Exercise description |
Please locate every line in the entries below that contains the word "black", and copy each of those lines in full.

Input data |
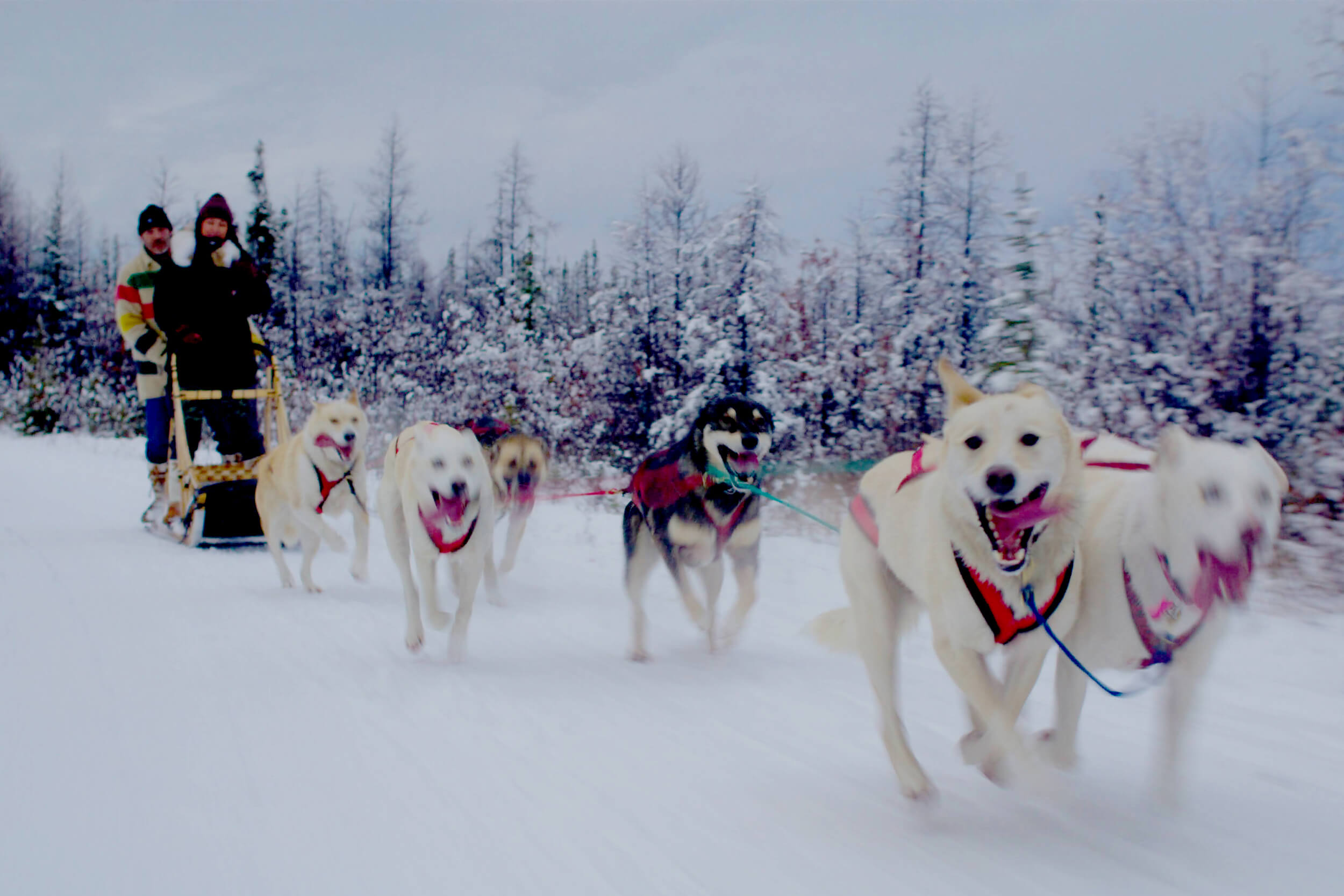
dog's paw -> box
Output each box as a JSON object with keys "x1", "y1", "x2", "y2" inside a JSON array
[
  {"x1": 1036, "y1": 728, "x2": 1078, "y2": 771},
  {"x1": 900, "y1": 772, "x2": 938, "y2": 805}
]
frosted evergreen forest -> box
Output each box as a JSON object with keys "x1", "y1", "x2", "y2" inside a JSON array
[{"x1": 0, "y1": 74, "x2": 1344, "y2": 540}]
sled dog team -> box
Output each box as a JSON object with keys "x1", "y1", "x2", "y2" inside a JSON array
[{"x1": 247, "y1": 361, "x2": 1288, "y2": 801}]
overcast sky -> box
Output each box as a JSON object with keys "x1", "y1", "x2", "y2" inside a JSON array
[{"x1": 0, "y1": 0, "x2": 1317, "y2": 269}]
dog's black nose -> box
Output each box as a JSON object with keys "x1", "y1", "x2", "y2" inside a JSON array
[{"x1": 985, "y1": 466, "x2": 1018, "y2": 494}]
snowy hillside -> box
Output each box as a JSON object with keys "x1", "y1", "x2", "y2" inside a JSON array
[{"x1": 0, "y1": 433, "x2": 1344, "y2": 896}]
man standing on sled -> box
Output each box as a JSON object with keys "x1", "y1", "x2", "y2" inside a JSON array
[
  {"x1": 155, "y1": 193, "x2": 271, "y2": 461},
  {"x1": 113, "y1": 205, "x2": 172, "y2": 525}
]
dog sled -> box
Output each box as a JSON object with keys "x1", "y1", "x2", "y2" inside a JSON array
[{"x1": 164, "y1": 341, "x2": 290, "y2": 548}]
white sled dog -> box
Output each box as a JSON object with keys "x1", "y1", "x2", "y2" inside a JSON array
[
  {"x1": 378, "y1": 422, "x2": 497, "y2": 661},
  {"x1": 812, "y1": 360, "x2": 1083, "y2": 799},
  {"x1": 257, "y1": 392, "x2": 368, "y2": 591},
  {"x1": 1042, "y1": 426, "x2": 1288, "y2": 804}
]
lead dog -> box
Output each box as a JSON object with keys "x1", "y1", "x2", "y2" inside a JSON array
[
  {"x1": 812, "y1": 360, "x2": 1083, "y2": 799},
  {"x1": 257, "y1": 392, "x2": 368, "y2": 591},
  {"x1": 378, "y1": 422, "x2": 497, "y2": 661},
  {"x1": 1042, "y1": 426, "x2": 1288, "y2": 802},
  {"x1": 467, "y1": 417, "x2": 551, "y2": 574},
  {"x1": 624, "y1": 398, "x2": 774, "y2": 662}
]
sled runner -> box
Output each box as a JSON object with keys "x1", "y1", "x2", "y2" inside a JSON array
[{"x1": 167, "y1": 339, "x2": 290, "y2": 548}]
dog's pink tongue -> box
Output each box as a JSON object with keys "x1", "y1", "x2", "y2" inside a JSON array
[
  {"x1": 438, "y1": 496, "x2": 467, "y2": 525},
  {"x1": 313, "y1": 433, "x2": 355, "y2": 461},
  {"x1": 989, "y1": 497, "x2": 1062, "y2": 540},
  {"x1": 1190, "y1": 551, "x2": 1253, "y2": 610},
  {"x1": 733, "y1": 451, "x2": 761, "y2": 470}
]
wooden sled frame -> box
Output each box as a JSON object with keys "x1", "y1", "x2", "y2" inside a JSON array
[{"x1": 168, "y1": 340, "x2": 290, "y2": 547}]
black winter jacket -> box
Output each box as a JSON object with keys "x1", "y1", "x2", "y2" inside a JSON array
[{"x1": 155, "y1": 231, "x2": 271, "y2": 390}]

Answer below |
dog's black nose -> box
black winter jacket -> box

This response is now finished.